--- What the task asks ---
The whole listing, from first line to last: copy it exactly.

--- Stored data ---
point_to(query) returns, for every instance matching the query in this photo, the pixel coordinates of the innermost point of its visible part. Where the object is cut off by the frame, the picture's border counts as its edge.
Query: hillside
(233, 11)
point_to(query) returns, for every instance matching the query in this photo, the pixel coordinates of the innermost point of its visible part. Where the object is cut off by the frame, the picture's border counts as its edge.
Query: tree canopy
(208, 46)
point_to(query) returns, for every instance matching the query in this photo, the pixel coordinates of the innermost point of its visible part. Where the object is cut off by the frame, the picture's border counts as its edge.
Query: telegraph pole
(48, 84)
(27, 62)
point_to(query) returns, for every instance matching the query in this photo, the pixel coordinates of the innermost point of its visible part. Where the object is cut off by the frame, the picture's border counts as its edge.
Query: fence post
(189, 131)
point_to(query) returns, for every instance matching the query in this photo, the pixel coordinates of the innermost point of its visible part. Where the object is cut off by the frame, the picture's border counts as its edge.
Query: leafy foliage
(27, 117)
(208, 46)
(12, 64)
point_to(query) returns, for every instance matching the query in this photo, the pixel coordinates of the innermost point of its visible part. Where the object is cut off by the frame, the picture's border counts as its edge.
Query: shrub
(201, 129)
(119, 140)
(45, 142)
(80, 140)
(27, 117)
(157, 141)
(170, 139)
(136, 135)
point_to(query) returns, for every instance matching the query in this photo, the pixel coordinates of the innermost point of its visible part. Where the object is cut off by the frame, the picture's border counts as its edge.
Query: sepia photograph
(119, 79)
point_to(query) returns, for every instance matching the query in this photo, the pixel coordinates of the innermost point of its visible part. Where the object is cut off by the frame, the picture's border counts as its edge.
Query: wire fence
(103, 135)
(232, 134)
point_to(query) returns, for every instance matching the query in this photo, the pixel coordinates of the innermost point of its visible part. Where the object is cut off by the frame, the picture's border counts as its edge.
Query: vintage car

--- Answer for this exercise ---
point_to(query) returns, for every instance matching the query in this photo, the pixel coordinates of the innermost point of its visible part. Where the object is cut off by the frame, the picture's border counts as its edge.
Query: hillside
(233, 11)
point_to(query) returns, for every instance matching the query in this photo, the pixel coordinates of the innermost point of its visible part. Where the object is cut off by the frame, the picture's border counts as its edge.
Query: tree canopy
(208, 46)
point_to(query) returns, for every instance matching the query in this photo, the pixel coordinates of the innermost point of its visible part. Where the object is cut off by the frame, the picture's border counts as its edge.
Query: telegraph pole
(48, 84)
(27, 62)
point_to(query) returns, for every instance matching the query in this photo, the pixel coordinates of the innermost point of its visible part. Where the object is cut off by the frame, the picture's border counts as its edge.
Query: fence post
(189, 131)
point_to(query) returns, for every instance matching the query in this photo, the pixel coordinates of the innermost point of its visible part. Where the object is cut off by the frame, the picture's border counts as its edge.
Query: leafy foliage
(27, 117)
(208, 46)
(12, 64)
point_to(query) returns, for every instance matching the query in this photo, the pixel coordinates of the innermost point of its visible part. Where the object is cut off by the frame, the picture's border counts as its edge.
Query: shrub
(201, 129)
(119, 140)
(45, 142)
(80, 140)
(27, 117)
(157, 141)
(170, 139)
(136, 135)
point_to(query) returns, for every instance matching the query in this photo, the pixel coordinates of the innermost point of its visible part. Where the object is cut off by the frame, the picture's border counts as its edge.
Query: sepia photograph
(119, 79)
point_to(query) returns, for every instance matching the query in this photo, the pixel coordinates of the innermost point of its visible part. Where the object is cut off by the frame, the picture's border counts as its edge.
Query: wire fence
(103, 135)
(232, 134)
point_to(query) returns, for every instance matching the query in this photo, the pixel coordinates of the innermost point of its visible part. Where the object is cut off by the frame, the picture's border counts as its edge.
Query: vintage car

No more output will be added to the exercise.